### Verilen metin
┌──

Vücudu Allahdan gayrı olan her şeyden temizlenmiş ve boşalmış olan her kuldan meydana gelen bütün şeyler, sevabın ta kendisidir. Hattâ zahiren küfür, günah, isyan bile olsalar. Zira bu artık bir âletten başka bir şey değildir. Ondan her ne meydana gelirse gelsin, onun bunda hiçbir dahli yoktur. Hepsi Allah’dandır. İşte bunun için onların haklarında ve amellerinde “Bu, iyidir; o, kötüdür, bu, zulümdür; o adalettir;” diye tasarruf edilemez. Bu tasarrufu, bu hüküm ve temyizi kulların işlerinde yaparlar. Çünkü onlar kendi nefislerinin âleti olmuşlardır.
Allah’ın işlerine itiraz edilmez. O, isterse yaşatır, isterse öldürür. Her ikisinde de âdildir. Çünkü Allah istediği şeyi yapar; istediği hükmü verir. (Sûre: 14, Ayet: 32)
Âlemde, insanlardan hâsıl olan şeyi iyi veya fena, adalet veya zulüm, diye tavsif etmeleri Hakkın rızasına uygun olup olmaması bakımındandır. İnsanlar bu işleri kendi ihtiyarları ile yaparlar. Varlık ve nefisleri meydandadır. Bu sebepten meydana gelen iş Allah’a ait olamaz.

└──

### Alıştırma açıklaması
Metnin "Allah’ın işlerine itiraz" ifadesinden "14, Ayet: 32)" ifadesine kadar olan kısmını, "yaşatır" yerine "diriltir" koyarak güncelleyin. Yalnızca metindeki bilgilere dayanın.

### Verilen materyal
┌──

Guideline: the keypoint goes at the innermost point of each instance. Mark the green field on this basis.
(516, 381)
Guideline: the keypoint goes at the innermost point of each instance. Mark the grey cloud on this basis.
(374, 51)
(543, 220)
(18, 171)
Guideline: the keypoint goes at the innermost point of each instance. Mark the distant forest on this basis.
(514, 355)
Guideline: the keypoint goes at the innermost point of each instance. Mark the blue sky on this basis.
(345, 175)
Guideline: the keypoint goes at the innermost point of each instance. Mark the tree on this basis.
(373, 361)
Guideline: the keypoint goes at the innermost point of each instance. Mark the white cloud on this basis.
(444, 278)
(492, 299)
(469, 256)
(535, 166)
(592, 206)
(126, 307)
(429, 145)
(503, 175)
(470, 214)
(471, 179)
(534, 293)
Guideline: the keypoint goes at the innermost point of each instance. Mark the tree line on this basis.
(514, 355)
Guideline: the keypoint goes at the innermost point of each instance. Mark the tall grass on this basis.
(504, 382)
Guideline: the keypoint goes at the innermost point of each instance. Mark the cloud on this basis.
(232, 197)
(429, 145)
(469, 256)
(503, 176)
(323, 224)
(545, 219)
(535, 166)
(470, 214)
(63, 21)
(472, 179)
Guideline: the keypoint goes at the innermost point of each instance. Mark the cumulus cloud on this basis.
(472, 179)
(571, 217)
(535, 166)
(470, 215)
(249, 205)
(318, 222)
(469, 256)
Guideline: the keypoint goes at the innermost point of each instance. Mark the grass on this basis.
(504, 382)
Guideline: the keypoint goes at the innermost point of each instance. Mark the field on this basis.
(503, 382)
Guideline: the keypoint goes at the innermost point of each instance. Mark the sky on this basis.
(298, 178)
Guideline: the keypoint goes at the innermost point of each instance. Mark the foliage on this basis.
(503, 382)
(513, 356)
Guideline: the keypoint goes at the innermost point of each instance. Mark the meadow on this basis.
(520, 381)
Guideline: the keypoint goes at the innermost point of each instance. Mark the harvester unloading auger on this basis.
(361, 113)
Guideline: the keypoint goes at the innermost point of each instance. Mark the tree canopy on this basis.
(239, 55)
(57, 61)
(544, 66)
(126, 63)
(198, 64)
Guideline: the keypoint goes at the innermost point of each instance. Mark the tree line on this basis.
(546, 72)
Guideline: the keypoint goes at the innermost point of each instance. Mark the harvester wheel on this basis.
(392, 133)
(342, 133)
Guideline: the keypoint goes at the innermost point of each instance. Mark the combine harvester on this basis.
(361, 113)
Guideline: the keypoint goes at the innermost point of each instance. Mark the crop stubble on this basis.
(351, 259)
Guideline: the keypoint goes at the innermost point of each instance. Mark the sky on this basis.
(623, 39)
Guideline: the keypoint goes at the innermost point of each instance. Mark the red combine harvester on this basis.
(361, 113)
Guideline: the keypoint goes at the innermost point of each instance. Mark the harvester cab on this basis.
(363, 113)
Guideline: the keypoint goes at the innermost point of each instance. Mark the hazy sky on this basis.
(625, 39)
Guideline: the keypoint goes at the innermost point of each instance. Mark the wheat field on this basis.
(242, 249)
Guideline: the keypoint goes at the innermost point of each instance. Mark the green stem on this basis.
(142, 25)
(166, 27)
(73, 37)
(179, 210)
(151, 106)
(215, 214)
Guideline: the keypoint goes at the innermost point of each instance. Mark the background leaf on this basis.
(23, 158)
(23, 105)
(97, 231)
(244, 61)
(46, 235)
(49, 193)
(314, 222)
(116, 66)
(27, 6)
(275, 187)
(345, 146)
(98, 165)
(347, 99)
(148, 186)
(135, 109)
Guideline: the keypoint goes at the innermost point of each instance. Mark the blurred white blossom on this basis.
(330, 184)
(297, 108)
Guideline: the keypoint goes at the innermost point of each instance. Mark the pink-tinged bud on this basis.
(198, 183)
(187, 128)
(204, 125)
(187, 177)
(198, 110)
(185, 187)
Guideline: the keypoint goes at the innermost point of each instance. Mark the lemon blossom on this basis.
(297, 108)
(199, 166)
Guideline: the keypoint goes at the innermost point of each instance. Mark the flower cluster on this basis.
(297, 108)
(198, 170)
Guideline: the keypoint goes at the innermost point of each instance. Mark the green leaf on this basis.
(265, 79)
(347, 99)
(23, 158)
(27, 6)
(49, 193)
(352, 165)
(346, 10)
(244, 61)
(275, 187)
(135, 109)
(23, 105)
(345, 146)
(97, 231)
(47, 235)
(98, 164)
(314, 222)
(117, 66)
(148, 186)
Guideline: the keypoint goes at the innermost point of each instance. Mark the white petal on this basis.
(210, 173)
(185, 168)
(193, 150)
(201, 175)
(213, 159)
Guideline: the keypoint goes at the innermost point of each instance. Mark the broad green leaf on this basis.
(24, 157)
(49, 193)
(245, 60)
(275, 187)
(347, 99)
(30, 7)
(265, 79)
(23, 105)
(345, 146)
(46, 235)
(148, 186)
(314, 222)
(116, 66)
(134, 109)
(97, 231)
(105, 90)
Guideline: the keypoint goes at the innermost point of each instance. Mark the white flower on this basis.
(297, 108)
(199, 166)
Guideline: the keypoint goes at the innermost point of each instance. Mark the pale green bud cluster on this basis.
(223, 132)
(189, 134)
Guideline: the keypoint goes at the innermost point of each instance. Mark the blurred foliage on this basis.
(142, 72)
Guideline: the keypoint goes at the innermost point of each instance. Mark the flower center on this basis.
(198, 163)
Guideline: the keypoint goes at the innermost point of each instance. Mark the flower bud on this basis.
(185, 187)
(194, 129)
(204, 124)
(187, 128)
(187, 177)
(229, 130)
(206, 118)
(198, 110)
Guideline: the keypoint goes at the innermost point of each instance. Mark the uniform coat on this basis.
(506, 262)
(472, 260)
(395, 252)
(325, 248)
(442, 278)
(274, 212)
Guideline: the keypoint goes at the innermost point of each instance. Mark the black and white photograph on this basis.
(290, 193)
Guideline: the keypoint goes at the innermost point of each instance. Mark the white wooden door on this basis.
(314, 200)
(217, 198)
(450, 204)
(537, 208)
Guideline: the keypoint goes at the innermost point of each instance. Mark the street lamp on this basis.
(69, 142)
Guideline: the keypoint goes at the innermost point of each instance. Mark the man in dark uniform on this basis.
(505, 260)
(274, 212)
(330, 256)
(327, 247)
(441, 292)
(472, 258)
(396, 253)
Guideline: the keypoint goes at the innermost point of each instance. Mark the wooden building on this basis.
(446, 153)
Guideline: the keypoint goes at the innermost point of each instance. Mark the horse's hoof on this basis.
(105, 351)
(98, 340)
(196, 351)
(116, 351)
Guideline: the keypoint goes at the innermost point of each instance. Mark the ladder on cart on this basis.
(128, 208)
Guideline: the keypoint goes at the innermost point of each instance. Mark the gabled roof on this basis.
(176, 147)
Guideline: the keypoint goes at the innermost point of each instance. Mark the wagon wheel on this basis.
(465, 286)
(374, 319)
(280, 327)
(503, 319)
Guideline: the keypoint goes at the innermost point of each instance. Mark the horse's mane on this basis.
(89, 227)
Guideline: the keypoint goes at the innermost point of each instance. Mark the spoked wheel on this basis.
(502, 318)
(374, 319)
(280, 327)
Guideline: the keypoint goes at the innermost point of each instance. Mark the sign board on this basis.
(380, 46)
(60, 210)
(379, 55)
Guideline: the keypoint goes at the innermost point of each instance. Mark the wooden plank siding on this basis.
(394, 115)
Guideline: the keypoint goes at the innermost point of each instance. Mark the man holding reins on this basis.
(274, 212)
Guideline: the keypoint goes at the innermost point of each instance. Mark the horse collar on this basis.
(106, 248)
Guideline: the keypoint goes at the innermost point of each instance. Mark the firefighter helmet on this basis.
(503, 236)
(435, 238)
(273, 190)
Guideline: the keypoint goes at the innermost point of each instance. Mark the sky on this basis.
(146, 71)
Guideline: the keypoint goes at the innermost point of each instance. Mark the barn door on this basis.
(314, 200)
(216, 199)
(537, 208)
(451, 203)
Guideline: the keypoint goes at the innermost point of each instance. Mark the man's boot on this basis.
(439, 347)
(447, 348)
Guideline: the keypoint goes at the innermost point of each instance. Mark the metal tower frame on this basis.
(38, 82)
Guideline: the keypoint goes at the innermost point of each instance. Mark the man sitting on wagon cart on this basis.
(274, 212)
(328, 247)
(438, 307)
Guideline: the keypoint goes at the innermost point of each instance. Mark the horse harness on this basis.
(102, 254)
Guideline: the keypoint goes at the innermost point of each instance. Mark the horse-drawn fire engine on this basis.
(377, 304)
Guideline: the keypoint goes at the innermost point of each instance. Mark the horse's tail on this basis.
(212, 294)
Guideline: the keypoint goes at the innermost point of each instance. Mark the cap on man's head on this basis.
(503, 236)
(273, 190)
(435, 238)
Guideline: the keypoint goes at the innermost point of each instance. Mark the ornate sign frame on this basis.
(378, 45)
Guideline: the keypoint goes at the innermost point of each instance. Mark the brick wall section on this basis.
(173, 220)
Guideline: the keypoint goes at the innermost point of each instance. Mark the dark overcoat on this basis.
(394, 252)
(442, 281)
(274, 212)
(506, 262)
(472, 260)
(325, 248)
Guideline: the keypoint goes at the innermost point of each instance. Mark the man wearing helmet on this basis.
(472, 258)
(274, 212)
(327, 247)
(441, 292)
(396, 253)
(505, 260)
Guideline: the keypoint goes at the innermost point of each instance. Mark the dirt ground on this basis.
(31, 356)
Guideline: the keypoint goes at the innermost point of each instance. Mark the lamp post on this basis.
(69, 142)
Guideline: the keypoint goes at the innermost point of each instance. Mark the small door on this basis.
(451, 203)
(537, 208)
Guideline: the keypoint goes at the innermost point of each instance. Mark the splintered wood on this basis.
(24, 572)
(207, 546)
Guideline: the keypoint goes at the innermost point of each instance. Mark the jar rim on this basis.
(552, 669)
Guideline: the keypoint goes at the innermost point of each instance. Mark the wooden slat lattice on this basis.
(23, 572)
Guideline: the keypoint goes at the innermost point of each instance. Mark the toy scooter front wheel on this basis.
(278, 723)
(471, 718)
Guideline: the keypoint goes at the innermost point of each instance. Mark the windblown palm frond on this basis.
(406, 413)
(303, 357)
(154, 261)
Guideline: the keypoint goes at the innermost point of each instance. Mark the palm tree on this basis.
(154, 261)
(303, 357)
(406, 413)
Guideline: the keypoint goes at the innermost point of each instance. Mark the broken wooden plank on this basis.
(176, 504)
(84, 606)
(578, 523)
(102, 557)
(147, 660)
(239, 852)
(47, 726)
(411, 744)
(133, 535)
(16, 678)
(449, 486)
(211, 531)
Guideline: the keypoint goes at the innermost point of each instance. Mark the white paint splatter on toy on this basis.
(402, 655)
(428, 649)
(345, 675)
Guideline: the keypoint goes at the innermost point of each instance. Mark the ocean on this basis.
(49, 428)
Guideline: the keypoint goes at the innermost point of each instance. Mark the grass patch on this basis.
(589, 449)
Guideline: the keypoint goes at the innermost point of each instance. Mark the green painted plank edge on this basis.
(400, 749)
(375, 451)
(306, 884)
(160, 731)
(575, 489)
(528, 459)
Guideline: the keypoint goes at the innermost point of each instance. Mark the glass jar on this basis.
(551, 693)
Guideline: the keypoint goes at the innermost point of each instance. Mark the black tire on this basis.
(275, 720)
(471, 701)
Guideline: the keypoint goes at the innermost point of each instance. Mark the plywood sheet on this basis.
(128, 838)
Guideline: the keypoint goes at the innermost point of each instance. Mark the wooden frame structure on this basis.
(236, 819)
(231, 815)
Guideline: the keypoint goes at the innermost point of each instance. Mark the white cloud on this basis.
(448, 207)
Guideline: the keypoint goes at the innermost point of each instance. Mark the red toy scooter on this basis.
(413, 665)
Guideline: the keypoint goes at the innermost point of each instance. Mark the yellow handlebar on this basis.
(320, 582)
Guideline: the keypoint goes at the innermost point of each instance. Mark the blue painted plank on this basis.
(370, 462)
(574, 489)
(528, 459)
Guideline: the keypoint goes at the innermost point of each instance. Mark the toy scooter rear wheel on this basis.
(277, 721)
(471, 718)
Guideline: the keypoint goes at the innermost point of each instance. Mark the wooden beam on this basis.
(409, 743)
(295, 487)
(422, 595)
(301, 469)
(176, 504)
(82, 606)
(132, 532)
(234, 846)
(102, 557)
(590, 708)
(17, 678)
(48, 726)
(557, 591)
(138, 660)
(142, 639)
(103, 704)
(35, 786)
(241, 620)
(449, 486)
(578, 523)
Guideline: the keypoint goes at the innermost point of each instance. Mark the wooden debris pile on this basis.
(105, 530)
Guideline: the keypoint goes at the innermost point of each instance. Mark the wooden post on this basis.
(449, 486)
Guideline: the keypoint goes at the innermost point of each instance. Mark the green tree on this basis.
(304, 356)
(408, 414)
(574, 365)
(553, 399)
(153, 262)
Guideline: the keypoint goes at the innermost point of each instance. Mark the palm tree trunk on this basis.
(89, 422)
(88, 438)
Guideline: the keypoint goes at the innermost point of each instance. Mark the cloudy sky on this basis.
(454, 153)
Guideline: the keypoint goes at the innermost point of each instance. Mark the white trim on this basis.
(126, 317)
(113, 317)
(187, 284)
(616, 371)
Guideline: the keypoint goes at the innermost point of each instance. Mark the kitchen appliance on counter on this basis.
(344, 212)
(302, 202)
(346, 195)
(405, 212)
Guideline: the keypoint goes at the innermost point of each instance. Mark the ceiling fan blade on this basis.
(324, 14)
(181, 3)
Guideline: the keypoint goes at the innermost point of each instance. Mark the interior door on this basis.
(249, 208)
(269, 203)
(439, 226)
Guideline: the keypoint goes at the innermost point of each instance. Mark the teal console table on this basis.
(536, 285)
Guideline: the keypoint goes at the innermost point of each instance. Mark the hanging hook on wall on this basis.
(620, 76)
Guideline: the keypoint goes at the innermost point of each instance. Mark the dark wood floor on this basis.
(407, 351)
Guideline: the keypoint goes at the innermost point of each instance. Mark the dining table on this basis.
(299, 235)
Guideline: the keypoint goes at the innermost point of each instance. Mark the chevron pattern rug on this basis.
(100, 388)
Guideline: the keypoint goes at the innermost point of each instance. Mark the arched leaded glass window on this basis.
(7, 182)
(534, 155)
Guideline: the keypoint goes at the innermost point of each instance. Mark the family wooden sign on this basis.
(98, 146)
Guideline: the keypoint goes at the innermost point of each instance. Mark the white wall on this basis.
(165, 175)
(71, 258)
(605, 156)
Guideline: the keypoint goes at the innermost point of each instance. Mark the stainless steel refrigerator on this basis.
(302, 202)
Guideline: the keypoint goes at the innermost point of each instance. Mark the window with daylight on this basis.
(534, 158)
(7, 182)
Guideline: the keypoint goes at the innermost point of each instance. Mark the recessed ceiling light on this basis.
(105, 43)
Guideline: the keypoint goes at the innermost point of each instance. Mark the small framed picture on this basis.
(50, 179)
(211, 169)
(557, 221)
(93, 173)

└──

### Cevap kutusu
Allah’ın işlerine itiraz edilmez. O, isterse diriltir, isterse öldürür. Her ikisinde de âdildir. Çünkü Allah istediği şeyi yapar; istediği hükmü verir. (Sûre: 14, Ayet: 32)